-- START OF Given records --
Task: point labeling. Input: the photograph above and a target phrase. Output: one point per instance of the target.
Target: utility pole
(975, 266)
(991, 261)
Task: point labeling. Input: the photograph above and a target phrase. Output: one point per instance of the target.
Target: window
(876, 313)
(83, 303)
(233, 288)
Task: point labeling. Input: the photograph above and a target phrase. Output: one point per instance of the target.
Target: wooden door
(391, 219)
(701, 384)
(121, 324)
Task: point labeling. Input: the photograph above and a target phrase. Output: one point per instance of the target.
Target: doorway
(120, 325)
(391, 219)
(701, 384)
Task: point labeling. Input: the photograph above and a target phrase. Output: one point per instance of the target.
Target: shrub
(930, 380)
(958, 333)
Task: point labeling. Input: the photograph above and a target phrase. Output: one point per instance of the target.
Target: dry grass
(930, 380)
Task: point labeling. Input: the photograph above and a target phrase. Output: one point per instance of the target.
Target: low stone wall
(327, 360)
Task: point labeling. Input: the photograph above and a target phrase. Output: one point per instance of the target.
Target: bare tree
-- END OF Given records --
## What the exercise asks:
Put every line of all the rows above into a Markdown table with the columns No and Text, numbering the lines in order and omitting blank lines.

## The answer:
| No | Text |
|---|---|
| 1 | Task: point labeling. Input: the photograph above and a target phrase. Output: one point per instance of the target. |
| 2 | Target: utility pole |
| 3 | (975, 266) |
| 4 | (991, 261) |
| 5 | Task: point labeling. Input: the photograph above and a target phrase. Output: one point per instance of the target. |
| 6 | Target: window |
| 7 | (876, 313) |
| 8 | (83, 303) |
| 9 | (233, 288) |
| 10 | Task: point labeling. Input: the photograph above and a target phrase. Output: one point per instance of the target. |
| 11 | Target: wooden door |
| 12 | (391, 219) |
| 13 | (701, 384) |
| 14 | (121, 324) |
| 15 | Task: point labeling. Input: the photograph above and a target phrase. Output: one point per instance of the target. |
| 16 | Target: doorway |
| 17 | (120, 325) |
| 18 | (391, 219) |
| 19 | (701, 384) |
| 20 | Task: point labeling. Input: the photograph above and a target phrase. Output: one point per instance of the target. |
| 21 | Target: shrub |
| 22 | (930, 380) |
| 23 | (958, 333) |
| 24 | Task: point labeling. Input: the photograph above and a target phrase. Output: one point per instance of the target. |
| 25 | Target: dry grass |
| 26 | (930, 380) |
| 27 | Task: point labeling. Input: the photograph above and a target phrase. Output: one point per instance of the target. |
| 28 | Target: low stone wall |
| 29 | (327, 360) |
| 30 | Task: point labeling. Input: the photograph above and a target phrase. Output: one point per instance of the target. |
| 31 | Target: bare tree |